| УСЛОВИЕ ЗАДАНИЯ |
Продолжите приведенный ниже текст о художнике Борисове-Мусатове, начав сразу после его последнего предложения.

| ВЫБРАННЫЙ ФРАГМЕНТ |
┌──

Светлой памяти Марианны Викторовны Мусатовой, моего друга, дочери Виктора Эльпидифоровича Борисова-Мусатова и Елены Владимировны Александровой
Чем более приближались мы к новому рубежу веков, тем больше рос интерес к Мусатову. Но так было не всегда. В восприятии личности художника и его творческого мира были в ушедшем веке как бы три волны «мифологизации».
Первый, искренний и романтический миф он творил о себе сам, особенно в послепарижские годы исканий (1898–1901) — в своих письмах и дневниковых записях. И так уж вышло, что именно этот, в значительной мере им самим литературно «сконструированный» образ, позже утвердил однобокое представление о нем как о грустном отшельнике, «одиноком художнике».
Полусказочный образ больного «маленького человечка», над которым все смеялись, не зная, что за его спиной «сложены могучие крылья», которые он вдруг расправил «и улетел в лазурь», — встретит нас и в первой книге о Мусатове, написанной его другом и первым биографом В. К. Станюковичем (1906), и особенно — в совершенно искаженно трактующей облик художника книге лично его не знавшего Н. Н. Врангеля (1910).

└──

| Данные точечной разметки |
┌──

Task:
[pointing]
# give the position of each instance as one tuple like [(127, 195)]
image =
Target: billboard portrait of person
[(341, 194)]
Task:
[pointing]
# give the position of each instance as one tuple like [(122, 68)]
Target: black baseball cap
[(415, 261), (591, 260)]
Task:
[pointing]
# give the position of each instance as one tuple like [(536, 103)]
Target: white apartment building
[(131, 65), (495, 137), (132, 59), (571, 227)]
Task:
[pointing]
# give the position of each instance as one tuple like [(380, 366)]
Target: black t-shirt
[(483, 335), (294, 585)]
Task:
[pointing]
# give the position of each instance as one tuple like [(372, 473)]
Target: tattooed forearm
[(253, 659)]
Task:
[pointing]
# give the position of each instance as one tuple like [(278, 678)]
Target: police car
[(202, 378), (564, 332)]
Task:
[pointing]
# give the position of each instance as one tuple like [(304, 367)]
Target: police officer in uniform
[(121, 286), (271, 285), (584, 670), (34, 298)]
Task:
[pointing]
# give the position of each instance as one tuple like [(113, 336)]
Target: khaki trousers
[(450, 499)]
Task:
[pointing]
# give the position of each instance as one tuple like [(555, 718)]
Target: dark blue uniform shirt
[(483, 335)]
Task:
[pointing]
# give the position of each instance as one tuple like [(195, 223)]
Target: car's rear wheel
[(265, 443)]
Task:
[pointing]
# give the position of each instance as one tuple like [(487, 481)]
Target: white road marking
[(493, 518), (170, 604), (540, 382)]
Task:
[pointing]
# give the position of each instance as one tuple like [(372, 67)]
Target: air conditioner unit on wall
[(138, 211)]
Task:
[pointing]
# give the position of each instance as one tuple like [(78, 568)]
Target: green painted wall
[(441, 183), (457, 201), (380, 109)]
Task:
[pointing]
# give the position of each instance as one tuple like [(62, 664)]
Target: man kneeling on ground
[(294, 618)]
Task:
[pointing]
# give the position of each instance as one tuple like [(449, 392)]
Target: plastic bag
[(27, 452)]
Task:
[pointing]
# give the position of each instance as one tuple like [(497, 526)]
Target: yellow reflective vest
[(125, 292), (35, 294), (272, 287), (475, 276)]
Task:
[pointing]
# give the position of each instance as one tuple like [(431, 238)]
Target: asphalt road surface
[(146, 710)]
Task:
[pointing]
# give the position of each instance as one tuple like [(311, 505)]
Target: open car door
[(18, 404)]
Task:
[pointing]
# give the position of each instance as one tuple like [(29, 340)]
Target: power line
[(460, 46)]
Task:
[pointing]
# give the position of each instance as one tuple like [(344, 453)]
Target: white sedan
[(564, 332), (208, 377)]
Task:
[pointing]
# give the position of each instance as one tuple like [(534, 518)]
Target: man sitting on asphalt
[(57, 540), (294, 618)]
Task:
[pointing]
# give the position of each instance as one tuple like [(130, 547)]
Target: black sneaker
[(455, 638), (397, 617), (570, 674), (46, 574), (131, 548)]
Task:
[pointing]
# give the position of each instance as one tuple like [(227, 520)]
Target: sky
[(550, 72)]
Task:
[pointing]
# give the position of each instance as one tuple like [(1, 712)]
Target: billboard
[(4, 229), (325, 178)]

└──

| ОЖИДАЕМЫЙ РЕЗУЛЬТАТ |
В 1910-е годы укрепился миф о Мусатове — «избраннике небес», создателе живописных грез, мистически уходящем в «лирический сумрак прошлого», оторванном от реальной, натурной основы вдохновения. Появление живописных подделок «под Мусатова», ставшего модным, сопровождалось невольным искажением его подлинного земного облика. Интересное биографическое исследование Я. Тугендхольда (первые главы напечатал журнал «Аполлон» в 1915 году) осталось незавершенным. Переработанная в 1920-е годы В. Станюковичем рукопись его старой книги — неизданной.
Положение несколько выправляла маленькая книжечка писателя, друга С. Есенина, Ивана Евдокимова (1924). Но затем последовал «провал»… в сорок лет. В годы умолчания творился самый несправедливый и «черный» миф о светлом художнике-поэте: «Представитель упадочного буржуазного искусства… Воспевает жизнь старинных дворянских усадеб… Творчество проникнуто мотивами… одиночества и смерти… Краски картин выявляют призрачный характер его образов» (БСЭ, 1950). «Забывалась, — скажет поздний исследователь о Мусатове, — его горячая и искренняя любовь к русской природе. Забывалось его восхищение юностью, здоровьем, красотой человека. Забывалась гуманистическая основа его мечты о прекрасном гармоничном мире».
Сама мусатовская могила сохранилась пожалуй что чудом — благодаря необычному надгробию и ходившим над ним в народе сочувственным слухам и толкам. Была тут и заслуга писателя Константина Паустовского, автора рассказа «Уснувший мальчик», во второй половине 50-х годов написавшего прямо: «Пора восстановить справедливость по отношению… к таким художникам, как Борисов-Мусатов». В 1961 году в альманахе «Тарусские страницы» появилась публикация М. Тихомировой «Новые материалы о жизни и творчестве В. Е. Борисова-Мусатова».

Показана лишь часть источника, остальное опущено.